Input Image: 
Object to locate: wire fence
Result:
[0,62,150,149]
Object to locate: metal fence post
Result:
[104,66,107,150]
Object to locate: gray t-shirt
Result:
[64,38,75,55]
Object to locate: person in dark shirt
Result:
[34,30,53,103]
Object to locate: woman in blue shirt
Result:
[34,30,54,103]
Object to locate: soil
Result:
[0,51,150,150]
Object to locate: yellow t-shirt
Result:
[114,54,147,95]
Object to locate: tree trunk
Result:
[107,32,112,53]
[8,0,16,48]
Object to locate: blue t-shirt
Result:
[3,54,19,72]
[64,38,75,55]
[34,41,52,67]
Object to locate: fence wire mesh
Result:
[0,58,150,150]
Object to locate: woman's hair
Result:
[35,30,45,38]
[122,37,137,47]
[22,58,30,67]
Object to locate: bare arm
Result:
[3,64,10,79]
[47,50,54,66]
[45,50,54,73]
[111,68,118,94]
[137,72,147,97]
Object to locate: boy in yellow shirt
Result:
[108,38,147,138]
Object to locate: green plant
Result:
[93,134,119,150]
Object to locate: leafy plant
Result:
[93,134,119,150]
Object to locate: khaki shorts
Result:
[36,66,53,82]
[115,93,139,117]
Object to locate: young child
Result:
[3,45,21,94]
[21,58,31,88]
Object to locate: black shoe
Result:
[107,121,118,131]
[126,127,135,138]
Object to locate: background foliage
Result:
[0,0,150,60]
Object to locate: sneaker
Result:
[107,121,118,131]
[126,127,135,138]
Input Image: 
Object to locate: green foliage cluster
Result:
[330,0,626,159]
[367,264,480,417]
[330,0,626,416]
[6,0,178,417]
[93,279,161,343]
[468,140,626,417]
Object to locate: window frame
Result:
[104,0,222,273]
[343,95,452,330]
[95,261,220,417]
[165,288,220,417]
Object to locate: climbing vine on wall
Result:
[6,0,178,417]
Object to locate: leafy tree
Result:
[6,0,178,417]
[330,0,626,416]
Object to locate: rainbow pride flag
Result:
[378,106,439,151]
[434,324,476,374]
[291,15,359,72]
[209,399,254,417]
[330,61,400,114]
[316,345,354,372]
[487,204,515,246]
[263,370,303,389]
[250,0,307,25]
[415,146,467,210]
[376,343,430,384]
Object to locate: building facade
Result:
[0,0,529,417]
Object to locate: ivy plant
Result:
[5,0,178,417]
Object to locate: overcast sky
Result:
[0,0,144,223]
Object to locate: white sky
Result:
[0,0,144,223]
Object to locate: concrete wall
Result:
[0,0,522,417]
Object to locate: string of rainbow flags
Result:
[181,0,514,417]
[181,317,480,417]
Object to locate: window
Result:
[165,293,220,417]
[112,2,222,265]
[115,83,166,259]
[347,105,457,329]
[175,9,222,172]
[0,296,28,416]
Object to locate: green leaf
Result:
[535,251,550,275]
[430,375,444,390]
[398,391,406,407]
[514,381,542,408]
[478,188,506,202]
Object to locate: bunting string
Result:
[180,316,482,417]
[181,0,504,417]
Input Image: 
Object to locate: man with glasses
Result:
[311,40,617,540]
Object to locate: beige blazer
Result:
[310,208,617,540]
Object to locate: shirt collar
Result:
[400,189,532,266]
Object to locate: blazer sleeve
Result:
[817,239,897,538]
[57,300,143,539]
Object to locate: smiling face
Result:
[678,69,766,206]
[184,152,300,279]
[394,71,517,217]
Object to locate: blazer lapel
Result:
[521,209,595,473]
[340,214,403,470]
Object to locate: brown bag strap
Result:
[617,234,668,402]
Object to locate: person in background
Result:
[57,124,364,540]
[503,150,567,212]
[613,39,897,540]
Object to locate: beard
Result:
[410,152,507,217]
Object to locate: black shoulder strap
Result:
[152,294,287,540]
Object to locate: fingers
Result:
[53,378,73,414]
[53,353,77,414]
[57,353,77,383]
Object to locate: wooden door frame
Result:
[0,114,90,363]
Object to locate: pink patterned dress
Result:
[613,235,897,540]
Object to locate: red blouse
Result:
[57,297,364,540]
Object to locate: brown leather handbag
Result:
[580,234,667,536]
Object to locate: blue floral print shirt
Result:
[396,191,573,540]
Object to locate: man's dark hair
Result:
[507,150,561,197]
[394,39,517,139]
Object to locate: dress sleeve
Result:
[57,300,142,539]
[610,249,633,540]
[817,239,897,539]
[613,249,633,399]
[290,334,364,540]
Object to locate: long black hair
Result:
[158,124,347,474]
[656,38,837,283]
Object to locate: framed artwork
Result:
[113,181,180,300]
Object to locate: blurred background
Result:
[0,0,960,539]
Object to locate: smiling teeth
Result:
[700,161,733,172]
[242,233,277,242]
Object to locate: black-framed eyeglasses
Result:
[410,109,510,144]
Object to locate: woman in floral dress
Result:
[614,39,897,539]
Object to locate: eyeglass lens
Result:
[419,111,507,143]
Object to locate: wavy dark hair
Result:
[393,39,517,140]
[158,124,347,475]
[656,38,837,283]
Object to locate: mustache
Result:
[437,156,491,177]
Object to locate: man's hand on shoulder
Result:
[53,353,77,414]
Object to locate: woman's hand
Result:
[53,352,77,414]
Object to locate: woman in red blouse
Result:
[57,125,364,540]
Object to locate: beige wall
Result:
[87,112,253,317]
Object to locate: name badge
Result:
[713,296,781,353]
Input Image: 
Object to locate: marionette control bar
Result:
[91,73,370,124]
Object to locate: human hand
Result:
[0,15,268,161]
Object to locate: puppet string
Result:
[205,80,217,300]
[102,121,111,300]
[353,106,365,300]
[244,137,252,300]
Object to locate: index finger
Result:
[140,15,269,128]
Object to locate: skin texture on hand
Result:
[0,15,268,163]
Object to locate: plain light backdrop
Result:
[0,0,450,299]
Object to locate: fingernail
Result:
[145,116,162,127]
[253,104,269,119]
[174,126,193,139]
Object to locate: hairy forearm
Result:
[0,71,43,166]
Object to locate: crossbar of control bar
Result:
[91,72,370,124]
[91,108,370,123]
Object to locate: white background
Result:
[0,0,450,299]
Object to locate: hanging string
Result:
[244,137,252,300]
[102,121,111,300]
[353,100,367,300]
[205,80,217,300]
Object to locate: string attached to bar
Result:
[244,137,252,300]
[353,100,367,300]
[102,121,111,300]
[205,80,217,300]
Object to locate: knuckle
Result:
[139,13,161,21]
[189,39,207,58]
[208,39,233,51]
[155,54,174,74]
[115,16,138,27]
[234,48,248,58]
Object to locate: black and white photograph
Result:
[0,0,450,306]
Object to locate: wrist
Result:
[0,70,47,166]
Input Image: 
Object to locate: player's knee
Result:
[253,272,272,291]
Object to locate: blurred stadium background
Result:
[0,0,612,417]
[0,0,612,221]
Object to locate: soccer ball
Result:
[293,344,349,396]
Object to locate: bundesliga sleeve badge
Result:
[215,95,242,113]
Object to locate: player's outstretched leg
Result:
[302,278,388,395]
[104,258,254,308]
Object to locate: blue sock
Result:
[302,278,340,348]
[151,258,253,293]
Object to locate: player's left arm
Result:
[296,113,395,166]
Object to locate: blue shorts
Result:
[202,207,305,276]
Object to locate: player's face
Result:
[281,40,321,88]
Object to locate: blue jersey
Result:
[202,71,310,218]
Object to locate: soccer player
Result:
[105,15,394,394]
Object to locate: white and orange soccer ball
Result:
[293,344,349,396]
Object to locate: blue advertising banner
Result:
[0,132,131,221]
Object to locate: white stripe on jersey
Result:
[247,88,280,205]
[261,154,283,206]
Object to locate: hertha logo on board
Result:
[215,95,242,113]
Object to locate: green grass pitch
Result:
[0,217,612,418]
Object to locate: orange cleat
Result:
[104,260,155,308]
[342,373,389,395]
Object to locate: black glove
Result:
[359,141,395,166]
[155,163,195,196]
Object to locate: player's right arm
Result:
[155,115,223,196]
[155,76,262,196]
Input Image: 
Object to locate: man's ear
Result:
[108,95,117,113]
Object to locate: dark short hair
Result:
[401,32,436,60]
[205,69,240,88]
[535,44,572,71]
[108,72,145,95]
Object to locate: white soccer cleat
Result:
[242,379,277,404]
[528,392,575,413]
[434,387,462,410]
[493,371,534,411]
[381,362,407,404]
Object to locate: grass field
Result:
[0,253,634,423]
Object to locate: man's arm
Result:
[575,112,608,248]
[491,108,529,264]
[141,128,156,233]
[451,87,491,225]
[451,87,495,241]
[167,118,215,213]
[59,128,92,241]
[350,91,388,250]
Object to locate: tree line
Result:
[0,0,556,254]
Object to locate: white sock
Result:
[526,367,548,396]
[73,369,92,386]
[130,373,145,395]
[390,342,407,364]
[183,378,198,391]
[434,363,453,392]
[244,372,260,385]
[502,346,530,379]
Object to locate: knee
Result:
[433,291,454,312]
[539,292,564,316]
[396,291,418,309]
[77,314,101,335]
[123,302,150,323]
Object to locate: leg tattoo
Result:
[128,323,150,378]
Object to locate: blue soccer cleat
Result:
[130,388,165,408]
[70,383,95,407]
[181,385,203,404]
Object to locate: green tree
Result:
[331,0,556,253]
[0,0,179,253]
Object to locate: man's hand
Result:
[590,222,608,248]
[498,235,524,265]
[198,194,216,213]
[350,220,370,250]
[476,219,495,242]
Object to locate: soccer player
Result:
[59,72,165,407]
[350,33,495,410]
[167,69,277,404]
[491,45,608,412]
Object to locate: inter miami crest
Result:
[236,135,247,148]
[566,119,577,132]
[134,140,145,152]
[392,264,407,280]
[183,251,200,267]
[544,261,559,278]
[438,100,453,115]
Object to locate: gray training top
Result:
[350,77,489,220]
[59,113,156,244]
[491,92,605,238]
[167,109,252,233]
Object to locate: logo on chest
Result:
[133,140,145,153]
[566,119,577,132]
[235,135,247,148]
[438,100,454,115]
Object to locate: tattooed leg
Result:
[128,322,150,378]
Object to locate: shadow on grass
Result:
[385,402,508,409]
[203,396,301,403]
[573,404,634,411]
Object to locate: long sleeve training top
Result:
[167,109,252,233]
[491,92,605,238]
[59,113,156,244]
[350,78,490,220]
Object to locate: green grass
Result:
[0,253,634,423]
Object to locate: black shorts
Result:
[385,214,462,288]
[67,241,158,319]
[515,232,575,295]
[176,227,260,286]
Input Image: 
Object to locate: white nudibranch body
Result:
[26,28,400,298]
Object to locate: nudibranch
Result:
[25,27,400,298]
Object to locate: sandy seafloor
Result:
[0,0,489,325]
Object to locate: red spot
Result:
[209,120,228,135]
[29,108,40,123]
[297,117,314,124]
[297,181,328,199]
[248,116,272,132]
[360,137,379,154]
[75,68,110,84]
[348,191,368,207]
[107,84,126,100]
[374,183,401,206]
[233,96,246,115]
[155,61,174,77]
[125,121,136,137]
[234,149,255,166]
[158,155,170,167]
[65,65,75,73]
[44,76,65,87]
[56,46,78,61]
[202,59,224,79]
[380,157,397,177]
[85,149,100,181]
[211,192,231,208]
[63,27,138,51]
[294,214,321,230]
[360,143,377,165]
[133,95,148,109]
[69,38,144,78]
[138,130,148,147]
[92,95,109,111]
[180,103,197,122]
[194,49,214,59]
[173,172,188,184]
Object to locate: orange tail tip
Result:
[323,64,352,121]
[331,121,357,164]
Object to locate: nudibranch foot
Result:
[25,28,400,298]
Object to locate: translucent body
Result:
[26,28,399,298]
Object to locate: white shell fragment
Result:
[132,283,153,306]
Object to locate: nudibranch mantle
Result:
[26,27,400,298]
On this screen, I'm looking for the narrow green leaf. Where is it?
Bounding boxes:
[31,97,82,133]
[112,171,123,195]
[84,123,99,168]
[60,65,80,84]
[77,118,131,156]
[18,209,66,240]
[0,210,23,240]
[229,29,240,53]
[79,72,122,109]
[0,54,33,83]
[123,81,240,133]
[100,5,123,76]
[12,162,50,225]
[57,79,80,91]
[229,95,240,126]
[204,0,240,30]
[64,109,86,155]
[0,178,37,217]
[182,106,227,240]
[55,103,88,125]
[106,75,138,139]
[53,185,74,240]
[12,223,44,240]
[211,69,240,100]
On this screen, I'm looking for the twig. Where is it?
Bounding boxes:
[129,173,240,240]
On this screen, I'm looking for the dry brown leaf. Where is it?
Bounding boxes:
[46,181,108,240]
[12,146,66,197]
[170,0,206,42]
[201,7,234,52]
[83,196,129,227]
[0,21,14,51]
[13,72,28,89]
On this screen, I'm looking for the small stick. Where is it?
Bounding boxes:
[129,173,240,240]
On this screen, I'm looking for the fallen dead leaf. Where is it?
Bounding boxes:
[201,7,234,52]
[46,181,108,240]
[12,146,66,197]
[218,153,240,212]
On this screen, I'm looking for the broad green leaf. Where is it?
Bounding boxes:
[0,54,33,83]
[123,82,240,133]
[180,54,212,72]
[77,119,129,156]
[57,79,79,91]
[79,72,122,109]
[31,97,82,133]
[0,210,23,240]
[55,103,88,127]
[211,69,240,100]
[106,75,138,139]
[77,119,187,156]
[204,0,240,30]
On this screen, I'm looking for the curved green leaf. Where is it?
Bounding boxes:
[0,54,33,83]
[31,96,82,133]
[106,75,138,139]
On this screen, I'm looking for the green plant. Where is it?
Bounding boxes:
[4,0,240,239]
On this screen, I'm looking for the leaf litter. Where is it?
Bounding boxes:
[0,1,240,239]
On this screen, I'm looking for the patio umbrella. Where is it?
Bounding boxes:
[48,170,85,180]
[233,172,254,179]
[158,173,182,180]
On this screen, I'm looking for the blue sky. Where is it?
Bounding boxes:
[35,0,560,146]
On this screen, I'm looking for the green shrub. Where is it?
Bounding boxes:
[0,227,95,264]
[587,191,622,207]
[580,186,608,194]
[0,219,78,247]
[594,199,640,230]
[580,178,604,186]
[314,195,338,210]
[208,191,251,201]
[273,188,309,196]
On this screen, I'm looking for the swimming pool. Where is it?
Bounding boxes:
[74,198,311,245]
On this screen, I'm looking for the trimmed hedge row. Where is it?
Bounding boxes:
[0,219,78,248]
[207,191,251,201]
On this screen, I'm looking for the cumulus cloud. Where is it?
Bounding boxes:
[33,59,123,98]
────────────────
Task objective:
In the rows above, recast everything from the line containing "Object to locate: woman's hand" down to the line containing "[0,15,268,161]", both included, as a JSON list of strings with one string per line and blank lines left out.

Completed exercise:
[
  "Object to locate: woman's hand",
  "Result:",
  "[53,352,77,414]",
  "Object to locate: woman in red blouse",
  "Result:",
  "[57,125,364,540]",
  "Object to locate: beige wall",
  "Result:",
  "[87,112,253,317]",
  "Object to locate: name badge",
  "Result:",
  "[713,296,781,353]",
  "Input Image: ",
  "Object to locate: marionette control bar",
  "Result:",
  "[91,73,370,124]",
  "Object to locate: human hand",
  "Result:",
  "[0,15,268,161]"
]